**TASK DETAILS**
Express the lines of the material as a JSON list of strings, one string per line, with blank lines left out. Cover only everything from the line containing "Query: berry filling" down to the line containing "419 245 L 366", both included.

Boundary annotation records
------------------------------------

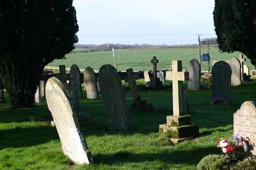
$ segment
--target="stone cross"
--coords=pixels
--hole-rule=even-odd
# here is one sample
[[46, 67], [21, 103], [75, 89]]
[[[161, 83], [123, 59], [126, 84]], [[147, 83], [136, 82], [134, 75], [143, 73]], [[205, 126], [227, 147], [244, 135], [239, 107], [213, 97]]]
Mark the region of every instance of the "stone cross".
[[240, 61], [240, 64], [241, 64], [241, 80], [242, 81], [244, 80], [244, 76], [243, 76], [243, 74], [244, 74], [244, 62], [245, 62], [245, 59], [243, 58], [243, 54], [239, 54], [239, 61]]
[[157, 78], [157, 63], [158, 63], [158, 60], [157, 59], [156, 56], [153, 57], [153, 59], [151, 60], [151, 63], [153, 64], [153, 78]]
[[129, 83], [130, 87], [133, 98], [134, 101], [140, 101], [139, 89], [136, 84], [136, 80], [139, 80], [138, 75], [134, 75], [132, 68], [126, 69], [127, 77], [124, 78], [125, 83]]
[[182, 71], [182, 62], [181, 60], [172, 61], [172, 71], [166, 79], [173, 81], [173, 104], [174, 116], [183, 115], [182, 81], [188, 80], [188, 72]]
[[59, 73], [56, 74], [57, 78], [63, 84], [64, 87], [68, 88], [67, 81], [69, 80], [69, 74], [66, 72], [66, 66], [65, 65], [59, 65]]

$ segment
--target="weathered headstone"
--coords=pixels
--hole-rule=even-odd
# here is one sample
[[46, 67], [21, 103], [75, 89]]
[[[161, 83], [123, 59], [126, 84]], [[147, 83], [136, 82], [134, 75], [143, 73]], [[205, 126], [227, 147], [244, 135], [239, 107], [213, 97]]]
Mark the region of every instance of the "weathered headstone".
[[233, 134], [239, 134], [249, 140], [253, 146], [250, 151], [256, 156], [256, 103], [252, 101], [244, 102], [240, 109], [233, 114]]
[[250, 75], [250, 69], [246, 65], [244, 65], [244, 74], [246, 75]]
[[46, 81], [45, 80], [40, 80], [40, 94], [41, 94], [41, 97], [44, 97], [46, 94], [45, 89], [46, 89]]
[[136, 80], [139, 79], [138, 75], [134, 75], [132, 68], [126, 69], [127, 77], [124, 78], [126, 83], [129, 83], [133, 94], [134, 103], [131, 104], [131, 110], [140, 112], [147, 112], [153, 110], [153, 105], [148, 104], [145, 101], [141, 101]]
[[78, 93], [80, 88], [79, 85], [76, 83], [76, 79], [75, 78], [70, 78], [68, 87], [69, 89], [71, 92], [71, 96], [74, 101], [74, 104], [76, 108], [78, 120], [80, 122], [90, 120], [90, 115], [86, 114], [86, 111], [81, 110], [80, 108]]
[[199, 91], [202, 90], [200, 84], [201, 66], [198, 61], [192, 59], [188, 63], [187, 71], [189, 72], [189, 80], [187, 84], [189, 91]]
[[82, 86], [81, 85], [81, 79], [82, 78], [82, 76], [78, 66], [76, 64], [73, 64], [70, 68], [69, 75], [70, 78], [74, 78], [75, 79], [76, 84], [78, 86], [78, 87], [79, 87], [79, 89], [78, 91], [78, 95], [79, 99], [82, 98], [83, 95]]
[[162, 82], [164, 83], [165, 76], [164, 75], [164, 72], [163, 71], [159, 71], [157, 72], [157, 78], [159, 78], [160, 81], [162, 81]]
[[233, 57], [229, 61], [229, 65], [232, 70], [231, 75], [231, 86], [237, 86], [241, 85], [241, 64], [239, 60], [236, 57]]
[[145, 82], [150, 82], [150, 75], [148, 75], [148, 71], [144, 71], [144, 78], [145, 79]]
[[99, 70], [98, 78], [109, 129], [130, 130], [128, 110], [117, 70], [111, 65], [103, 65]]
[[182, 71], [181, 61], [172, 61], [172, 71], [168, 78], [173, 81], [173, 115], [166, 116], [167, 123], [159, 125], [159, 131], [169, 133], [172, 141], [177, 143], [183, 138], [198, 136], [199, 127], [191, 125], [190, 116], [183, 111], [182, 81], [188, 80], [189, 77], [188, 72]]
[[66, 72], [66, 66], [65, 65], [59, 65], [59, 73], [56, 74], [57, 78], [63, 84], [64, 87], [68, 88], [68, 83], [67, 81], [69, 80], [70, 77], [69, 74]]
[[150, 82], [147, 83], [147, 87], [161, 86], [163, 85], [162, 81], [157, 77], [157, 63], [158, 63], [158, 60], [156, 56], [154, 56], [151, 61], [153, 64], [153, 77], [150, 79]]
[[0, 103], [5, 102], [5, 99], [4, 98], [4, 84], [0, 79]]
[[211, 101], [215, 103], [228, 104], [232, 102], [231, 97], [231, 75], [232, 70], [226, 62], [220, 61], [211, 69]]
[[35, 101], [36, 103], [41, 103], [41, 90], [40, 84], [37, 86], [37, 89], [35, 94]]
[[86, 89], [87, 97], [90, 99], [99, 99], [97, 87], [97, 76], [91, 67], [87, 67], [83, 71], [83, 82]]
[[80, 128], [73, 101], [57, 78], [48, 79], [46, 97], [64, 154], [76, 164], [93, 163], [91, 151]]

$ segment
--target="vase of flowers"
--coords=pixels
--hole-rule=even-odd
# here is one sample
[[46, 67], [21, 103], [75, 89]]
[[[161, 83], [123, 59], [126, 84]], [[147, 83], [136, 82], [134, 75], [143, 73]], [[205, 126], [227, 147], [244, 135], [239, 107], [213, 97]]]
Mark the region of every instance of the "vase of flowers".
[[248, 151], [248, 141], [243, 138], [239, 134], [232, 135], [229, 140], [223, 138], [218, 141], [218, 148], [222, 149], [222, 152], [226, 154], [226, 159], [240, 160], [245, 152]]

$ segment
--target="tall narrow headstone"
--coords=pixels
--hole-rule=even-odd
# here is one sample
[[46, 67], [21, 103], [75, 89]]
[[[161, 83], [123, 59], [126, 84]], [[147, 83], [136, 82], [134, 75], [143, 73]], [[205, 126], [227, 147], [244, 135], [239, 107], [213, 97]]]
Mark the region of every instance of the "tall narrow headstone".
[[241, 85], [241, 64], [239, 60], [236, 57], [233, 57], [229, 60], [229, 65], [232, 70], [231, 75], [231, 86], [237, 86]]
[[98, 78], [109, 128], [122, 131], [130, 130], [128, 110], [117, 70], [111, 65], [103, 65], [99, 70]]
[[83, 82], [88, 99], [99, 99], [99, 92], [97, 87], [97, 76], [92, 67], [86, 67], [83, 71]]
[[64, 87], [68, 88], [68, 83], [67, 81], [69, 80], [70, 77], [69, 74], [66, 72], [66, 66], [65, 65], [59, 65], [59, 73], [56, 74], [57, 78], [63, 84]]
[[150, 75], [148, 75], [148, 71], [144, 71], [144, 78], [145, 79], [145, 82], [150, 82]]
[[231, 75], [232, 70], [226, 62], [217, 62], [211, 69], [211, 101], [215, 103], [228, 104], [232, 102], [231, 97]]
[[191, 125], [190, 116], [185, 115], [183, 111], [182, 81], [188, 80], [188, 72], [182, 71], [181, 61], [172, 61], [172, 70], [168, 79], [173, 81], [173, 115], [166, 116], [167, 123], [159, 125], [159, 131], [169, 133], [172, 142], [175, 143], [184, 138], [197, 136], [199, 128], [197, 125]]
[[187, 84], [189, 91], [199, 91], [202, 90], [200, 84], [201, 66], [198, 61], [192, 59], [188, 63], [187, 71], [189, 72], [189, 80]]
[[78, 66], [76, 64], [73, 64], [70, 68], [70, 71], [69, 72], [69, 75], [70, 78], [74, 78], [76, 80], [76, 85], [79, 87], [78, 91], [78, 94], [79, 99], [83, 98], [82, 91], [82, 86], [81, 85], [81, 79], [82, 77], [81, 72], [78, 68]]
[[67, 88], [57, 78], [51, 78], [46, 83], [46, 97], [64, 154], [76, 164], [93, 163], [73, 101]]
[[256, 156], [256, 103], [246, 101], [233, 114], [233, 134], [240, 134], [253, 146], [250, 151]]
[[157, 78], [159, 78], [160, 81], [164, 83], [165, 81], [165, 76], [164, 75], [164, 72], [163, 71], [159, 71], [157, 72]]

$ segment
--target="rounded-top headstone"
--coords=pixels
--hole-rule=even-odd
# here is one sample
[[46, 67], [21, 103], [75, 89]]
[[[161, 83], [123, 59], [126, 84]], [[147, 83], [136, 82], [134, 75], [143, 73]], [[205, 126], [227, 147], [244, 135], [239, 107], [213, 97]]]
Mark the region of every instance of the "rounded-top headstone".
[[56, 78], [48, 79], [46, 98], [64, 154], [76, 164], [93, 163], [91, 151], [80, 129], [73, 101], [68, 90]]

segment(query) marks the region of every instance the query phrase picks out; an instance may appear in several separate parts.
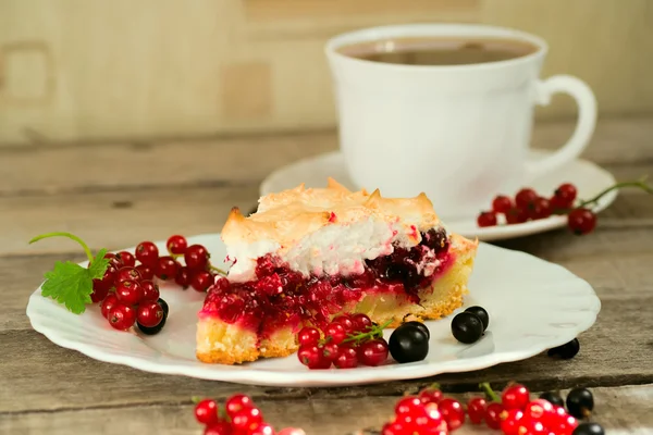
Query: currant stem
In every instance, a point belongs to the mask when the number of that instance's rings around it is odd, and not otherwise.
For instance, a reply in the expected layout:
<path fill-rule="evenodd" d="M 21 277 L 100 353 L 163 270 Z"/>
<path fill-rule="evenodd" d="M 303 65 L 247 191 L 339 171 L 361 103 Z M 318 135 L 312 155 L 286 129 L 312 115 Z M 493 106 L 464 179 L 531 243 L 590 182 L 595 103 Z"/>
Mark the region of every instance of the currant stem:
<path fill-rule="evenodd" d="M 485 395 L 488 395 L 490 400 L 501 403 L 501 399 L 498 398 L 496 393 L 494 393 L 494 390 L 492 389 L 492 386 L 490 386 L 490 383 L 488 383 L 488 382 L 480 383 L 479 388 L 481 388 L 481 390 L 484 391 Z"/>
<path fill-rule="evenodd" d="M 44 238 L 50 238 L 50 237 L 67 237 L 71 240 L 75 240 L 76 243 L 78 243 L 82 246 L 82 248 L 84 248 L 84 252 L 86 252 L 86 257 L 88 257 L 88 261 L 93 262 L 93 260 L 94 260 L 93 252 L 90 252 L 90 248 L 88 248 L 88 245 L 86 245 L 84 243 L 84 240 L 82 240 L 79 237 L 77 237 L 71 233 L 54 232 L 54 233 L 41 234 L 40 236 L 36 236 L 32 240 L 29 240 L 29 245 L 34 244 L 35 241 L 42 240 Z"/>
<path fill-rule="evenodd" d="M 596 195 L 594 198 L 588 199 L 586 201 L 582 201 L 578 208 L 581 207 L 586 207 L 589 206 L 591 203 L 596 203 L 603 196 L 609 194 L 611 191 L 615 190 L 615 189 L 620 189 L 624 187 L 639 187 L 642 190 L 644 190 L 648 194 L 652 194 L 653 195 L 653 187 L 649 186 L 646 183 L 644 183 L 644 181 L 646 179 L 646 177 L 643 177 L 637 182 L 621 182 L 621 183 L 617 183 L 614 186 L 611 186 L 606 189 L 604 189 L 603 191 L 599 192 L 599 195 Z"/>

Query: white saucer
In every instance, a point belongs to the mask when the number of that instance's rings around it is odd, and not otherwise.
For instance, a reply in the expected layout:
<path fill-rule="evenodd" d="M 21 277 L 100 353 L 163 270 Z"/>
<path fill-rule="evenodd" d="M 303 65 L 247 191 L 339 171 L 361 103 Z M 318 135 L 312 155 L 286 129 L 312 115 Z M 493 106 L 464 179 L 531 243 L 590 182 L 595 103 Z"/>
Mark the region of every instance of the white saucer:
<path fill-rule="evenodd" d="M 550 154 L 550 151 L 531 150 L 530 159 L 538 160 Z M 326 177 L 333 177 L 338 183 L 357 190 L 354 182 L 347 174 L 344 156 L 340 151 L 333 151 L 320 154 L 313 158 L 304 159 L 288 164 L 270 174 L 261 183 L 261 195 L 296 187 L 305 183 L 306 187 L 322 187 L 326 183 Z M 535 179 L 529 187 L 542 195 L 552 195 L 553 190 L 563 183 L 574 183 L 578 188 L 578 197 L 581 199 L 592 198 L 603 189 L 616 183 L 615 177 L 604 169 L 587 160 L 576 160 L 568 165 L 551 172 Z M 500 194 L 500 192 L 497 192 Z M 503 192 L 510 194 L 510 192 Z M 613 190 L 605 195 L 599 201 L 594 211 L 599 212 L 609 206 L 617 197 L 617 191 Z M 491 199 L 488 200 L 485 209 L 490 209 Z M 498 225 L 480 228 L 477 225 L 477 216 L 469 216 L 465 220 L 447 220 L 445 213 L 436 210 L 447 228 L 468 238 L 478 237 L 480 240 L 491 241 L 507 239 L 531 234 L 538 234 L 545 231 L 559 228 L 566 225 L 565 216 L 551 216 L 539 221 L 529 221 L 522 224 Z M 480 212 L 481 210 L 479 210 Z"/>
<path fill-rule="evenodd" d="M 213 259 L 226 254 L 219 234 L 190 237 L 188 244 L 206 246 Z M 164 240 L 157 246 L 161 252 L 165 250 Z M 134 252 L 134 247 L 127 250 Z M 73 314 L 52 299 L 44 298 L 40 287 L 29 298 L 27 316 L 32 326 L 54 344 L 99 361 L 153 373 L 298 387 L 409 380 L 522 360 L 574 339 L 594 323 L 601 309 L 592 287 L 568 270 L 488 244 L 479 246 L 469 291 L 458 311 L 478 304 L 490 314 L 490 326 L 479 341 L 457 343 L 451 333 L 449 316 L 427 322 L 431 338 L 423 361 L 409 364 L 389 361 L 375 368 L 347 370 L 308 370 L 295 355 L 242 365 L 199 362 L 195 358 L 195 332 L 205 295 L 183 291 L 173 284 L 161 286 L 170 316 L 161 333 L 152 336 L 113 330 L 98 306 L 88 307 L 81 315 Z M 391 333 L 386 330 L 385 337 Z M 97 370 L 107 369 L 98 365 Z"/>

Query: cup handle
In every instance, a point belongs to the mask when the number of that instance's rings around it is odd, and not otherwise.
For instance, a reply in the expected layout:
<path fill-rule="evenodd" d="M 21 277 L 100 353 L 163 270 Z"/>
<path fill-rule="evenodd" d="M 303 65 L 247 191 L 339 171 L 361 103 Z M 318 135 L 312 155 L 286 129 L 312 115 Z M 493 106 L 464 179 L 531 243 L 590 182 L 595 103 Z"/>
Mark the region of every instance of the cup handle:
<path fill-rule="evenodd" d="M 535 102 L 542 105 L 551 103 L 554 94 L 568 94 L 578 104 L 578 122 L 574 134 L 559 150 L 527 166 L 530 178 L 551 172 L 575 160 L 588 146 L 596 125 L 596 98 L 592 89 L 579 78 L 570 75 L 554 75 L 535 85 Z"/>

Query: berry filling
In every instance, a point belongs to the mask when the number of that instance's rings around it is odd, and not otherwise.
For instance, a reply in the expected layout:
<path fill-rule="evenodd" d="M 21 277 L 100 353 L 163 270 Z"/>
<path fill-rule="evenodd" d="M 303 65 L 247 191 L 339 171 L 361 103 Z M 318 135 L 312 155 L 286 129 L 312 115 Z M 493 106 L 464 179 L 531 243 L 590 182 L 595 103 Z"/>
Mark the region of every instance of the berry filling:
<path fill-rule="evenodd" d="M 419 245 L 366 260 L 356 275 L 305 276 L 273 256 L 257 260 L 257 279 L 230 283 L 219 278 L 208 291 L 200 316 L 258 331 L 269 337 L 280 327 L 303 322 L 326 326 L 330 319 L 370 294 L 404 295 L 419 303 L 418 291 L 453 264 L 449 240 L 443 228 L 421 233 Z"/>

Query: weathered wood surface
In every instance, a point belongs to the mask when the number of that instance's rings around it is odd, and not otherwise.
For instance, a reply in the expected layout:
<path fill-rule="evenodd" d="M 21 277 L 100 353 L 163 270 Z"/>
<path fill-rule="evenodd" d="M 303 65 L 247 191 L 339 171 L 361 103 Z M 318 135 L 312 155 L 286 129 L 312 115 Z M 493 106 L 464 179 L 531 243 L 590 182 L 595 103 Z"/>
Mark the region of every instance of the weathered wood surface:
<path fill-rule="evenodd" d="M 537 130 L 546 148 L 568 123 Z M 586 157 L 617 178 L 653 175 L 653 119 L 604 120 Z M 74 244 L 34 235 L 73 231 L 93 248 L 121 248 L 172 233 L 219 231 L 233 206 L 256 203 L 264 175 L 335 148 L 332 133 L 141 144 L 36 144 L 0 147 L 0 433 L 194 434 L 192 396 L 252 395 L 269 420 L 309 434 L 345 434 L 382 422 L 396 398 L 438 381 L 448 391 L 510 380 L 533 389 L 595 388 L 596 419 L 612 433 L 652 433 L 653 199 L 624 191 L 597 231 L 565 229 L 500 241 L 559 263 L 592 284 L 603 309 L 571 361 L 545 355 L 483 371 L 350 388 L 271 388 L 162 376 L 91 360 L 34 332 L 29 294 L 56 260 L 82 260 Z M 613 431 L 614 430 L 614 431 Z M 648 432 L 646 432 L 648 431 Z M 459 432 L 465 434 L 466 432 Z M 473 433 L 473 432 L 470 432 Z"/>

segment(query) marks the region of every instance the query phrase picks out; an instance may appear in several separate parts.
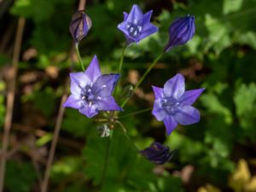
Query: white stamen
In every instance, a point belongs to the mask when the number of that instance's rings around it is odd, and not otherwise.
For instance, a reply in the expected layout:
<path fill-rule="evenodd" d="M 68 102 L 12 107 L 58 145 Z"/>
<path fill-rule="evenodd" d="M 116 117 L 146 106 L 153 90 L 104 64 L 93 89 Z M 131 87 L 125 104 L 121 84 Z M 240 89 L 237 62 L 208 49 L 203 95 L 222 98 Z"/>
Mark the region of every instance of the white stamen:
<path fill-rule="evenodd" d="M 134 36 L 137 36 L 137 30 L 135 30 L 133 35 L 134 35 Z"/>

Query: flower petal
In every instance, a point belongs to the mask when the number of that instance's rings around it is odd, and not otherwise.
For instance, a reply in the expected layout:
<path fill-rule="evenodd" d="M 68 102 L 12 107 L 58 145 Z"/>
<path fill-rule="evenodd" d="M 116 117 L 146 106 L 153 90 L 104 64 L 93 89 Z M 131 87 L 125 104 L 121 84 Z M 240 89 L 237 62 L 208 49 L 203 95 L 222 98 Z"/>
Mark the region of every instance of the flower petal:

------------------------------------

**CORRECT RESULT**
[
  "Query: berry filling",
  "In every instance, a point belongs to the mask when the number of that instance's rings around it is odd, and not otherwise.",
  "For instance, a reply in the expected layout:",
  "<path fill-rule=\"evenodd\" d=\"M 21 277 L 100 353 L 163 270 Z\"/>",
  "<path fill-rule=\"evenodd\" d=\"M 303 65 L 247 191 L 339 171 L 361 103 Z M 318 135 L 312 155 L 286 129 L 312 115 Z M 493 106 L 464 179 L 531 243 L 590 182 L 595 103 Z\"/>",
  "Mark the region of every instance of the berry filling:",
  "<path fill-rule=\"evenodd\" d=\"M 419 245 L 366 260 L 356 275 L 305 276 L 273 256 L 257 260 L 257 279 L 230 283 L 219 278 L 208 291 L 200 316 L 258 331 L 269 337 L 280 327 L 303 322 L 326 326 L 330 319 L 370 294 L 404 295 L 419 303 L 418 291 L 453 264 L 449 240 L 443 228 L 421 233 Z\"/>"
]